_VORLIEGENDER TEXT:_
Als es Brombeeren noch nicht im Laden gab Teilnehmer des Erzählcafés in Villiprott erinnern sich ans Sammeln

Villiprott · Im Rödder Treff reden die Teilnehmer über vergangene Zeiten und speziell über das Thema „Sammeln“. Auch Pferdeäpfel und Schafswolle wurden verwertet.

Was der Kunde heute im Supermarkt findet, haben die Leute früher an Wegrändern, im Wald oder Feld gesammelt. Beim Erzählcafé des Rödder Treffs erinnerten sich am Dienstag die Teilnehmer an die Zeit, in der Früchte und Pilze jeglicher Art noch in der Natur gesucht wurden. Bei Kaffe und teils selbst gebackenem Kuchen wurden Erinnerungen wieder lebendig.

Ursula Roer weiß noch genau, wie sie damals wilde Brombeeren und Himbeeren erntete: „Es hat lange gedauert, bis man einen Topf voll hatte.“ Marlies Heinen dagegen pflückte Pflaumen und Pfirsiche auf den eigenen Obstplantagen. Geschichten darüber, wie sie mit ihrem Bruder die Felder vor Dieben bewahren musste oder wie das Pferd, mit dem sie die vollen Obstkisten transportierten, durchging, brachten die gesamte Runde zum Lachen.

Natürlich wurde alles entweder gegessen oder verarbeitet: etwa zu Marmelade. Für das perfekte Holunderbeerengelée hatte jeder sein eigenes Rezept in der Schublade: Je nach Geschmack wurden (und werden auch heute noch) Äpfel, Vanilleschoten oder etwas Zitronensaft hinzugegeben.

_BEREITGESTELLTE DATEN:_

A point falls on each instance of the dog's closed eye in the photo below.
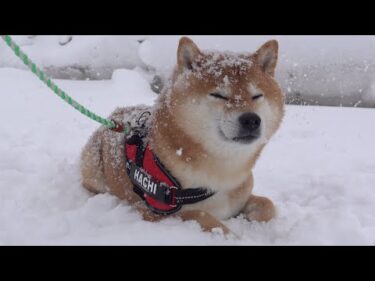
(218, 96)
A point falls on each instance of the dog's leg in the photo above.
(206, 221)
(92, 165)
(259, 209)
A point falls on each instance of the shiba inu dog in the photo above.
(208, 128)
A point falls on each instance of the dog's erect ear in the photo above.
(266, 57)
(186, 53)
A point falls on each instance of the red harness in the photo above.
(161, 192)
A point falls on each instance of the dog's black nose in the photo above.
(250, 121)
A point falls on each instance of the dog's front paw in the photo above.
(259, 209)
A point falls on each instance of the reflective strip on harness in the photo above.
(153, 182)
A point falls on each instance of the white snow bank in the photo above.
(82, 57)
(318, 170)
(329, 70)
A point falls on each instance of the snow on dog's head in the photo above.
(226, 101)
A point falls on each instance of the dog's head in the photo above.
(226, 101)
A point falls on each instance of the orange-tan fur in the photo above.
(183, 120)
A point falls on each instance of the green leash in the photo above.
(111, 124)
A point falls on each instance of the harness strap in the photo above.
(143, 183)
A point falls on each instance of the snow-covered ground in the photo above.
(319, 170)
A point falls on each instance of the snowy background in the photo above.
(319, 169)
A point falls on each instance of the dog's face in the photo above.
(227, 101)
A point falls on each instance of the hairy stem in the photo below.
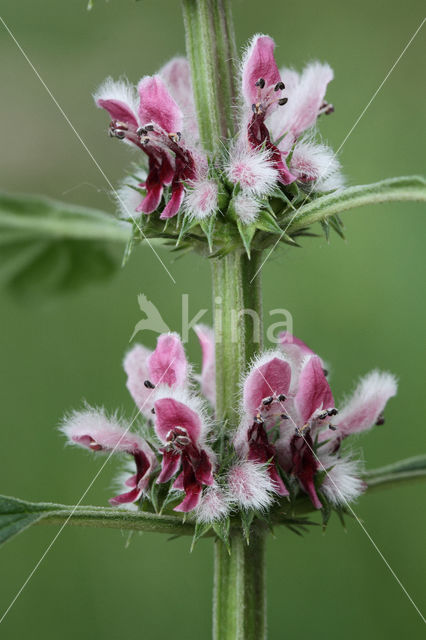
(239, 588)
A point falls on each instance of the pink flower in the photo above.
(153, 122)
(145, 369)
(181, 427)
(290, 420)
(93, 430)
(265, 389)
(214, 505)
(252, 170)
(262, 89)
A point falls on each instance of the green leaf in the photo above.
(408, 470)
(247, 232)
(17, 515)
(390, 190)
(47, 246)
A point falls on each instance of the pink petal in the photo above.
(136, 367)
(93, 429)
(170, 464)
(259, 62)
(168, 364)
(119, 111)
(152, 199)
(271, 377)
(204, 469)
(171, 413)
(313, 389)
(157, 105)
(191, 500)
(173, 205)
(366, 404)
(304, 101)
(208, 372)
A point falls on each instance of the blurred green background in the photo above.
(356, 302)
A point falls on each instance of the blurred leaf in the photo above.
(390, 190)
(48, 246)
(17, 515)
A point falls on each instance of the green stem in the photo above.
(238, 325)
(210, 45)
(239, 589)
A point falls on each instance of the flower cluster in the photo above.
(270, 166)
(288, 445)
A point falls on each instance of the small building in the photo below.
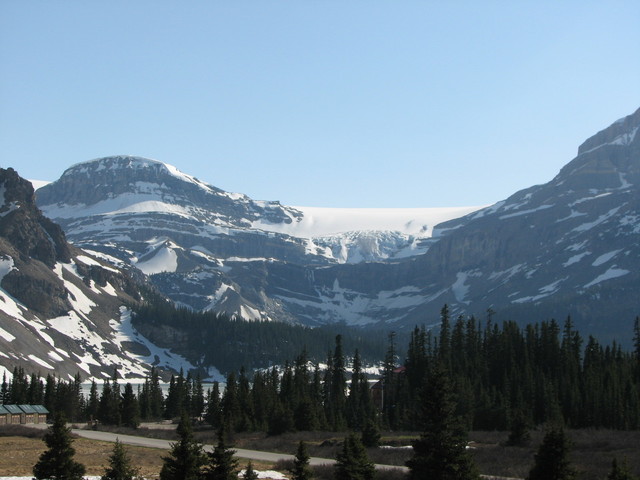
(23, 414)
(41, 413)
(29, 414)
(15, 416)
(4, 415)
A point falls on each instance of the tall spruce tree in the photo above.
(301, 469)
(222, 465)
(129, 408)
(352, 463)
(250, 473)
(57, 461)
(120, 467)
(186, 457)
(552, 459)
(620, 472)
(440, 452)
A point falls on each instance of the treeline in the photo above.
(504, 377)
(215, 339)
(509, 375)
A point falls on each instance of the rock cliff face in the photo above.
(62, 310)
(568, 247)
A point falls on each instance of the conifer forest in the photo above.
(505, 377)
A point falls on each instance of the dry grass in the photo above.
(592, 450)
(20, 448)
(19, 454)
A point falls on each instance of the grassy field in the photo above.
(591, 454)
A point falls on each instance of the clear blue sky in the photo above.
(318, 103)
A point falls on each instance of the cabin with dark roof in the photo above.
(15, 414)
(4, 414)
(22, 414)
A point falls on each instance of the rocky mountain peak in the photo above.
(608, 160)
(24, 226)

_ZIEL DER AUFGABE:_ Fasse bitte den oben stehenden Bericht über das Erzählcafé in Villiprott in genau zwei Sätzen zusammen.

_SCHRIFTLICHE LÖSUNG:_ Beim Erzählcafé des Rödder Treffs in Villiprott erinnerten sich die Teilnehmer daran, dass man früher an Wegrändern, im Wald oder Feld sammelte, was man heute im Supermarkt findet. Sie erzählten etwa vom langwierigen Ernten wilder Brombeeren und Himbeeren oder vom Pflücken auf eigenen Obstplantagen, und alles Gesammelte wurde gegessen oder verarbeitet, zum Beispiel zu Marmelade.